* [Task goal] Which of the lines below contain the string "clipboard"? Filter those out and copy each one.
+ + + +
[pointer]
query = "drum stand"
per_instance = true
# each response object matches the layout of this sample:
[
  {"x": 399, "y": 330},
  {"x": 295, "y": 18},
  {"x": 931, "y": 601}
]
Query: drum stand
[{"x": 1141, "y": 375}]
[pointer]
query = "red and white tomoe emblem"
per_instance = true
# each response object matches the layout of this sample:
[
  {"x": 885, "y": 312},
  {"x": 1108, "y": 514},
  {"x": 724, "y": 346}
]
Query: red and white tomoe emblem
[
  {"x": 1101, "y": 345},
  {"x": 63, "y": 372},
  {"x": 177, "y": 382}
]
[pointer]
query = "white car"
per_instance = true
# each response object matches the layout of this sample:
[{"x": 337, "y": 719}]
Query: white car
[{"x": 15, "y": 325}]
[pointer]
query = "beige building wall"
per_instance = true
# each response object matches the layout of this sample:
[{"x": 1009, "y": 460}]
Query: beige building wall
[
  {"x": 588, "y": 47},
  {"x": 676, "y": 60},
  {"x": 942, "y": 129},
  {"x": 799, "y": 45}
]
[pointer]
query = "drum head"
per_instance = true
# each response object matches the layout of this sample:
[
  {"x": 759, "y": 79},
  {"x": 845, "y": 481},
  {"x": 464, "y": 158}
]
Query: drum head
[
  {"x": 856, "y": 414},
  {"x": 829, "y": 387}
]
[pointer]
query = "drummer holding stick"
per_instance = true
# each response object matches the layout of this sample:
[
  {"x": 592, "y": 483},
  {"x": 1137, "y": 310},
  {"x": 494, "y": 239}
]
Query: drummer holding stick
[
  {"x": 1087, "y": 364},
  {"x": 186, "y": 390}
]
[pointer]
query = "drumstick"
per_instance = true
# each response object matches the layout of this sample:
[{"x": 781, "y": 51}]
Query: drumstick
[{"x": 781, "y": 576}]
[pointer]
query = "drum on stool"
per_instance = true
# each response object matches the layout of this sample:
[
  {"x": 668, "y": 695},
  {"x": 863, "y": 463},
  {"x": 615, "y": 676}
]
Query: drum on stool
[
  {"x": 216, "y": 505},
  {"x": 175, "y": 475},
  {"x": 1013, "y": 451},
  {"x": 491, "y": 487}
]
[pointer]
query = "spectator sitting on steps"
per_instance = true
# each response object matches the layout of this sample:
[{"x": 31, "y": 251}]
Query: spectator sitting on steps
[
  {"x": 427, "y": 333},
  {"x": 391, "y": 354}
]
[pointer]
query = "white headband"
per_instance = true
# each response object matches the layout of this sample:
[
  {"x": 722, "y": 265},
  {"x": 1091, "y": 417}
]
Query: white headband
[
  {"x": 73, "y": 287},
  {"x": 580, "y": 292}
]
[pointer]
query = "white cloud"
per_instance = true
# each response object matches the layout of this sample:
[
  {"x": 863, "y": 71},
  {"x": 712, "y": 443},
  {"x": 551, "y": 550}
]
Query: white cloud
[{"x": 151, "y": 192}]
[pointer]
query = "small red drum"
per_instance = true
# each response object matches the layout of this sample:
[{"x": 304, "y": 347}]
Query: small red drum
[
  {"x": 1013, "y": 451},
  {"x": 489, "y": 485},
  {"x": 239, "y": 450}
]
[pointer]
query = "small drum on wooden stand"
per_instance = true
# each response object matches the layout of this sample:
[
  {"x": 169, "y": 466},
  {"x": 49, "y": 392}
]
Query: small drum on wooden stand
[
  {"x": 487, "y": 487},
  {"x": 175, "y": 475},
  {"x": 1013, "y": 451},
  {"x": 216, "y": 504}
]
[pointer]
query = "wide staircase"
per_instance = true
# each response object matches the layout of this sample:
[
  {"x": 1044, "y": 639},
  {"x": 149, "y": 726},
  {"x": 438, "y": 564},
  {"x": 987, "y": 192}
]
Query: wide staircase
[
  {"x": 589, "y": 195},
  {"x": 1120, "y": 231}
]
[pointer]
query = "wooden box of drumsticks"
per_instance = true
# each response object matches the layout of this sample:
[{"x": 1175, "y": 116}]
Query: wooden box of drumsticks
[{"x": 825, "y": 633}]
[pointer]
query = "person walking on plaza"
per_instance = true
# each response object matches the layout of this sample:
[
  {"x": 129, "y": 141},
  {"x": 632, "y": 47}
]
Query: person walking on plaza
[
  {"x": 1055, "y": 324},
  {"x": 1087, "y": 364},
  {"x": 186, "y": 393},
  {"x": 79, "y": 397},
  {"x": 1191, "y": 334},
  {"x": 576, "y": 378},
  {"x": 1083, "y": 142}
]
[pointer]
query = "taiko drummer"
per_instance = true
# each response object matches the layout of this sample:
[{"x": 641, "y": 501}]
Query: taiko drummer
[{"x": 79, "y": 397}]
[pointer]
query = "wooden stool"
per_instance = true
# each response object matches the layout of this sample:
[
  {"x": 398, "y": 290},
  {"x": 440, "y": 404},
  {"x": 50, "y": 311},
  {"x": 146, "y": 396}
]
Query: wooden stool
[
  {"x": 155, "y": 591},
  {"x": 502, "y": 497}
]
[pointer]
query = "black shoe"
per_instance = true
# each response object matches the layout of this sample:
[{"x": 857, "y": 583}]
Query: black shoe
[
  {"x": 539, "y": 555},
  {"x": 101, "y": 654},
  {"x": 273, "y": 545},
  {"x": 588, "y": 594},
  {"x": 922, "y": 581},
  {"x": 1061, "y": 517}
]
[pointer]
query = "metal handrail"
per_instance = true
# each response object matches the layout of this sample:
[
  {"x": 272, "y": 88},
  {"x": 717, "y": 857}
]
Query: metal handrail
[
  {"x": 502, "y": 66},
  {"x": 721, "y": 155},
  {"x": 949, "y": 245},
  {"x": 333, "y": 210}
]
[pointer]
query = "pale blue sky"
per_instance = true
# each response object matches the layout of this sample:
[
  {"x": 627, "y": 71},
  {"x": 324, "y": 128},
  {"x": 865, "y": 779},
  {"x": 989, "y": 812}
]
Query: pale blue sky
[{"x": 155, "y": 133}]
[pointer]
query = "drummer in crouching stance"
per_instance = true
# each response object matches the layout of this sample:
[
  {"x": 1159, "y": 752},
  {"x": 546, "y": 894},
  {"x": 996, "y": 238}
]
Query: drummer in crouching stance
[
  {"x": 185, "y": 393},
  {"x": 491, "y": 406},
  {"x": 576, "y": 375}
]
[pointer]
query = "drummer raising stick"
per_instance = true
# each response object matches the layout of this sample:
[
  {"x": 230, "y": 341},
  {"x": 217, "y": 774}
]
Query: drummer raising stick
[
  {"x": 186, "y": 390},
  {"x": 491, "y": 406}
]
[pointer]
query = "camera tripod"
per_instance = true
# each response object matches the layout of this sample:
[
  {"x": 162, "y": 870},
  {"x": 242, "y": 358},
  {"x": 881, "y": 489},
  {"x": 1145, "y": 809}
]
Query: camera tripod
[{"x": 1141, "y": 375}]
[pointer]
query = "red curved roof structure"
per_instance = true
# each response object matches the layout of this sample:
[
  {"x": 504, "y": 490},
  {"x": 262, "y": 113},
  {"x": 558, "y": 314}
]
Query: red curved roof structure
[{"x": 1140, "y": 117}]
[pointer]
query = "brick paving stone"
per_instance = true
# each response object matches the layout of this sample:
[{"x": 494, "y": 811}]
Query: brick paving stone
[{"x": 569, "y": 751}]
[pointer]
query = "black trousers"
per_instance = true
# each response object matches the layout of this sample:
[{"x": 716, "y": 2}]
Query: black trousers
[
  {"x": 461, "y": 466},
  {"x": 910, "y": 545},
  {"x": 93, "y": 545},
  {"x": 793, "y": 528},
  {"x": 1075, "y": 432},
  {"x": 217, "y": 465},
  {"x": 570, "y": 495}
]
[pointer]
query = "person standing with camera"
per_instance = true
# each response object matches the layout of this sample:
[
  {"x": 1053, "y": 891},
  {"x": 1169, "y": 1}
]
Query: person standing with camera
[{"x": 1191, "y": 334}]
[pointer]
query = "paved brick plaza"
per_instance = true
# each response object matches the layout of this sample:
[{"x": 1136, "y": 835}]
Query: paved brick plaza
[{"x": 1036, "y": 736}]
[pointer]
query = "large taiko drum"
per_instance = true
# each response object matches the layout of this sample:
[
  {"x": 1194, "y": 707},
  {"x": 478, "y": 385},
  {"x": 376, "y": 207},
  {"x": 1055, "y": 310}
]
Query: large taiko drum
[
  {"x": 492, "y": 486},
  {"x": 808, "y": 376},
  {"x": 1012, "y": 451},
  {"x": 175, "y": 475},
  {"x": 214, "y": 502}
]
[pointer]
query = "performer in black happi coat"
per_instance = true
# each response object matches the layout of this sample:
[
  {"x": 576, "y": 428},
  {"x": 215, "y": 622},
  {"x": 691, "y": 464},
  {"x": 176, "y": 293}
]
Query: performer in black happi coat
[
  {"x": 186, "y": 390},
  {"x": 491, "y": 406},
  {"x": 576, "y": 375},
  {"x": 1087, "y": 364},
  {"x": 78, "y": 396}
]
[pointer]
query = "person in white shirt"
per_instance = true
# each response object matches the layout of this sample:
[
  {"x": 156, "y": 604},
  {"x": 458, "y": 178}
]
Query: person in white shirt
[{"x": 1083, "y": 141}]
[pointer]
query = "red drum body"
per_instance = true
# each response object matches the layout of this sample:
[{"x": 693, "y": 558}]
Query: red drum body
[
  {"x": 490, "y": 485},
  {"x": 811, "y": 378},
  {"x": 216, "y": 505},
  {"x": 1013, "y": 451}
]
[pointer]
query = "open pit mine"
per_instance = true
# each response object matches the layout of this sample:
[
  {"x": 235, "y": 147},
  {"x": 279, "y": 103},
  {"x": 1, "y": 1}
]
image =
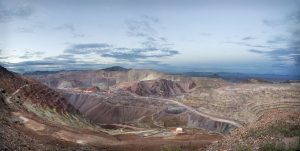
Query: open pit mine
[{"x": 118, "y": 109}]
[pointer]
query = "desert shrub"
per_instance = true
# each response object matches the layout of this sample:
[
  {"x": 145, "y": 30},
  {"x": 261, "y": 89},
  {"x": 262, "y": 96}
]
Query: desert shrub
[{"x": 243, "y": 148}]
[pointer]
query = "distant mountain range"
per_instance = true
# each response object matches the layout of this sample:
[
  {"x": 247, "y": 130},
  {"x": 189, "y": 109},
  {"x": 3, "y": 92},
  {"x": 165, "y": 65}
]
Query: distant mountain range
[{"x": 232, "y": 77}]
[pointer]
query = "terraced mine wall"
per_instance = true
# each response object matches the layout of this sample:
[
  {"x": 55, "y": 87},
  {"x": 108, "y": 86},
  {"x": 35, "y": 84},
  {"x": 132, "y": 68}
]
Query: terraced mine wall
[
  {"x": 104, "y": 110},
  {"x": 208, "y": 124},
  {"x": 122, "y": 109}
]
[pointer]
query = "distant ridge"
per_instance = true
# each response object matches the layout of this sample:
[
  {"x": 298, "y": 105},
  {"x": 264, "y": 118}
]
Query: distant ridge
[
  {"x": 115, "y": 68},
  {"x": 41, "y": 72}
]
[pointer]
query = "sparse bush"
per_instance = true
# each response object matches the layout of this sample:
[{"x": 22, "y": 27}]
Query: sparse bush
[
  {"x": 169, "y": 148},
  {"x": 272, "y": 147},
  {"x": 243, "y": 148}
]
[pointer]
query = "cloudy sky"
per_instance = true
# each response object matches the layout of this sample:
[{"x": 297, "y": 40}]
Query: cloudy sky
[{"x": 257, "y": 36}]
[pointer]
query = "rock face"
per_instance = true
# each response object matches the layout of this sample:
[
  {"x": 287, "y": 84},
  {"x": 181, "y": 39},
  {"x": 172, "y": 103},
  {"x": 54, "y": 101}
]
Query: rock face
[
  {"x": 24, "y": 89},
  {"x": 161, "y": 87}
]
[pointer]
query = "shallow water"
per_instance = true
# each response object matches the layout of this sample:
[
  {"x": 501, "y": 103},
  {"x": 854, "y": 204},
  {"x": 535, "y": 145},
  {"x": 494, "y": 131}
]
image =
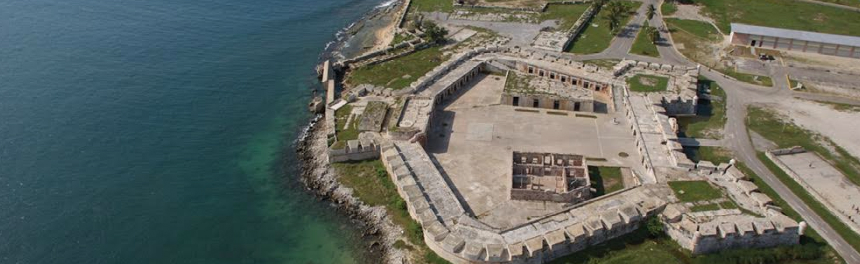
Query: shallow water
[{"x": 161, "y": 131}]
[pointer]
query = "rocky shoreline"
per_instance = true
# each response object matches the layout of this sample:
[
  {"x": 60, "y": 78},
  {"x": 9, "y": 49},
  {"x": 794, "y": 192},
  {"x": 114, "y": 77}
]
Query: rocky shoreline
[{"x": 378, "y": 232}]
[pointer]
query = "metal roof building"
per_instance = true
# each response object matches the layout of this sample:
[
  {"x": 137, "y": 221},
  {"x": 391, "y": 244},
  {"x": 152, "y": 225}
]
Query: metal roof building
[{"x": 795, "y": 40}]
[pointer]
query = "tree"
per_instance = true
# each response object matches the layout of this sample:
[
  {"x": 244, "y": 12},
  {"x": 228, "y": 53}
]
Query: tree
[
  {"x": 654, "y": 226},
  {"x": 615, "y": 12},
  {"x": 651, "y": 12},
  {"x": 433, "y": 33},
  {"x": 652, "y": 33}
]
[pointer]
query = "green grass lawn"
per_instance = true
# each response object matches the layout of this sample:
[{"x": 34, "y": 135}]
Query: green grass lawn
[
  {"x": 647, "y": 83},
  {"x": 750, "y": 78},
  {"x": 715, "y": 155},
  {"x": 853, "y": 3},
  {"x": 694, "y": 191},
  {"x": 788, "y": 14},
  {"x": 431, "y": 5},
  {"x": 844, "y": 231},
  {"x": 785, "y": 134},
  {"x": 766, "y": 123},
  {"x": 668, "y": 8},
  {"x": 400, "y": 38},
  {"x": 840, "y": 106},
  {"x": 565, "y": 14},
  {"x": 372, "y": 185},
  {"x": 605, "y": 179},
  {"x": 605, "y": 63},
  {"x": 696, "y": 28},
  {"x": 398, "y": 73},
  {"x": 693, "y": 38},
  {"x": 344, "y": 133},
  {"x": 596, "y": 39},
  {"x": 711, "y": 117},
  {"x": 644, "y": 46}
]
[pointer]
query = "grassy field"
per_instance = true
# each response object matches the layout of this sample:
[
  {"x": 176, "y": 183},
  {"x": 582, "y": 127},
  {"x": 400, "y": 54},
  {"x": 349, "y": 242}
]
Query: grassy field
[
  {"x": 696, "y": 28},
  {"x": 644, "y": 46},
  {"x": 810, "y": 236},
  {"x": 694, "y": 191},
  {"x": 398, "y": 73},
  {"x": 853, "y": 3},
  {"x": 716, "y": 155},
  {"x": 596, "y": 39},
  {"x": 840, "y": 106},
  {"x": 668, "y": 8},
  {"x": 693, "y": 38},
  {"x": 844, "y": 231},
  {"x": 372, "y": 185},
  {"x": 605, "y": 179},
  {"x": 647, "y": 83},
  {"x": 565, "y": 14},
  {"x": 783, "y": 14},
  {"x": 431, "y": 5},
  {"x": 750, "y": 78},
  {"x": 785, "y": 134},
  {"x": 605, "y": 63},
  {"x": 711, "y": 117},
  {"x": 344, "y": 133}
]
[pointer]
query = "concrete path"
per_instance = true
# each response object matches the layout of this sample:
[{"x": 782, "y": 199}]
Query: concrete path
[{"x": 700, "y": 142}]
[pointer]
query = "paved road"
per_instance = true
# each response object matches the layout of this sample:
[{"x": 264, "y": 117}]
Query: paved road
[{"x": 739, "y": 96}]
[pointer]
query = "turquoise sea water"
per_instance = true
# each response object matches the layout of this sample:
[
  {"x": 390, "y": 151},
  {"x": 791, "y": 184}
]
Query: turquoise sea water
[{"x": 160, "y": 131}]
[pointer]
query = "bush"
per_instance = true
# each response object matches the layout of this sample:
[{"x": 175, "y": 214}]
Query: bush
[
  {"x": 757, "y": 256},
  {"x": 655, "y": 227}
]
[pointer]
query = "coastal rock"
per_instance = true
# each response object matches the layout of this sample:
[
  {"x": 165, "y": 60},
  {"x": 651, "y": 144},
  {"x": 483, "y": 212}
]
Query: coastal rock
[{"x": 321, "y": 179}]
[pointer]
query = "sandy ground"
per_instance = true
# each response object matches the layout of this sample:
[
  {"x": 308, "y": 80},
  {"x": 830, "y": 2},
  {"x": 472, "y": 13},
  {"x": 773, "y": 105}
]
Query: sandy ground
[
  {"x": 800, "y": 59},
  {"x": 841, "y": 127}
]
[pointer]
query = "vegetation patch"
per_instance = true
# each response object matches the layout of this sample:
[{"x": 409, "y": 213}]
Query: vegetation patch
[
  {"x": 695, "y": 39},
  {"x": 715, "y": 155},
  {"x": 526, "y": 110},
  {"x": 705, "y": 207},
  {"x": 839, "y": 106},
  {"x": 644, "y": 45},
  {"x": 597, "y": 35},
  {"x": 785, "y": 134},
  {"x": 605, "y": 179},
  {"x": 604, "y": 63},
  {"x": 400, "y": 72},
  {"x": 431, "y": 6},
  {"x": 566, "y": 15},
  {"x": 648, "y": 83},
  {"x": 373, "y": 186},
  {"x": 788, "y": 14},
  {"x": 710, "y": 115},
  {"x": 694, "y": 191},
  {"x": 749, "y": 78},
  {"x": 844, "y": 231},
  {"x": 668, "y": 8},
  {"x": 343, "y": 132}
]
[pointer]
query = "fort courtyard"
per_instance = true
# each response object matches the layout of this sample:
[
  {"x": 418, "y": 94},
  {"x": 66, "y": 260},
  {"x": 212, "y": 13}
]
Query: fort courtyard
[{"x": 474, "y": 135}]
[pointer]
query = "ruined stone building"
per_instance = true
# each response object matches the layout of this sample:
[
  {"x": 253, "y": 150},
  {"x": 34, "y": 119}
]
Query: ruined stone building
[{"x": 561, "y": 178}]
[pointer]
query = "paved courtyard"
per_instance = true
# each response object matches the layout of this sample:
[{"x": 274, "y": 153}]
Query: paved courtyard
[
  {"x": 473, "y": 139},
  {"x": 824, "y": 181}
]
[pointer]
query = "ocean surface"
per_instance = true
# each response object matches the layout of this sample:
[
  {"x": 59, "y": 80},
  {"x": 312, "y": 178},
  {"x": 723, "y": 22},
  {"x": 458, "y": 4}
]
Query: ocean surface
[{"x": 161, "y": 131}]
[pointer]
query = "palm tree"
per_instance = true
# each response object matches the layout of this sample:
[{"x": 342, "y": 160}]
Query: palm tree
[
  {"x": 651, "y": 12},
  {"x": 616, "y": 12}
]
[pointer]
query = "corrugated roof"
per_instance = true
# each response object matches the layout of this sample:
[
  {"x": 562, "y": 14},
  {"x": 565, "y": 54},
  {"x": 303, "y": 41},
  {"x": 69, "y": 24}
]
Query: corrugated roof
[{"x": 797, "y": 34}]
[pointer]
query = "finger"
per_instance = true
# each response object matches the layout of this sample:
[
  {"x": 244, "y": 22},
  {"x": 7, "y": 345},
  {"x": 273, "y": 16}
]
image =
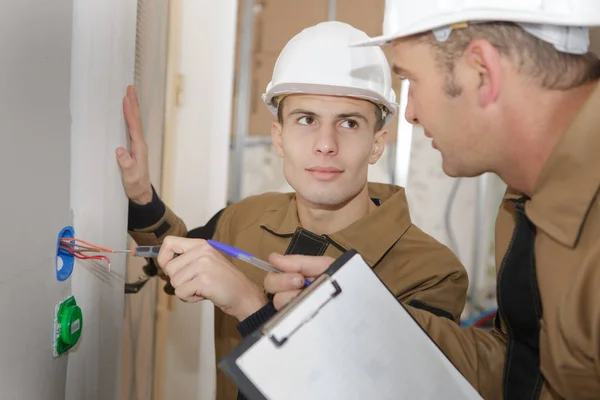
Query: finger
[
  {"x": 134, "y": 101},
  {"x": 276, "y": 283},
  {"x": 132, "y": 116},
  {"x": 184, "y": 274},
  {"x": 281, "y": 299},
  {"x": 124, "y": 159},
  {"x": 173, "y": 245},
  {"x": 305, "y": 265}
]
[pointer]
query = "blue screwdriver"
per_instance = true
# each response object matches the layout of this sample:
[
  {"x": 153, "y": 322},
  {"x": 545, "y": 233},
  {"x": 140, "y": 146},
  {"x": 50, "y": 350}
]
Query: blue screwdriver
[{"x": 152, "y": 252}]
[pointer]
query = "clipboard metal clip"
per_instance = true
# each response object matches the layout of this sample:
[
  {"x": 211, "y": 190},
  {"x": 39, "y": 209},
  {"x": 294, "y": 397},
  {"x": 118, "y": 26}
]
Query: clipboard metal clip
[{"x": 301, "y": 310}]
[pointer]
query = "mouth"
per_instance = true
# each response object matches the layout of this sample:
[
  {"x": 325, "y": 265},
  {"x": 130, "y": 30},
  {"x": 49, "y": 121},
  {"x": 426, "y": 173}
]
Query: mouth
[{"x": 325, "y": 173}]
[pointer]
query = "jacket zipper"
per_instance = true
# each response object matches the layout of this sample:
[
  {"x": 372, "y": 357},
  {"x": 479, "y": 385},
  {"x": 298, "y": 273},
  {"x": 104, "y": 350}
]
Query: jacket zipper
[{"x": 518, "y": 204}]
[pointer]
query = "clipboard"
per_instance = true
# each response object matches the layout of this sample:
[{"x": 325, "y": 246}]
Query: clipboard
[{"x": 344, "y": 337}]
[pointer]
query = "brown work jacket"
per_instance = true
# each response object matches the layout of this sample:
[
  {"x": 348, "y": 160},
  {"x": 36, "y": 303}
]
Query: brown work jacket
[
  {"x": 416, "y": 268},
  {"x": 561, "y": 294}
]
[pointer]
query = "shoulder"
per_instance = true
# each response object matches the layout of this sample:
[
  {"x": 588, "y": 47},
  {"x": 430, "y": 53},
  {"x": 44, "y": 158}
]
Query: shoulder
[{"x": 253, "y": 209}]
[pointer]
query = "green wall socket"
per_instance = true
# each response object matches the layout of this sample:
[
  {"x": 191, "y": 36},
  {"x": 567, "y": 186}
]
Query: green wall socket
[{"x": 68, "y": 324}]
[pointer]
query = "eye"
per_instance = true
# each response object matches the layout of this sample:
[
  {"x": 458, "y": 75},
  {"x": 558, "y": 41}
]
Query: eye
[
  {"x": 349, "y": 123},
  {"x": 306, "y": 121}
]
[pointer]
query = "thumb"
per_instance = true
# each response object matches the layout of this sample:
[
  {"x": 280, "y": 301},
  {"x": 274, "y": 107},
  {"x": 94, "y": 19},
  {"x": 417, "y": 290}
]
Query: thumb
+ + + +
* [Written reply]
query = "clipboard metal clip"
Query: clipboard metal clip
query = "clipboard"
Query: clipboard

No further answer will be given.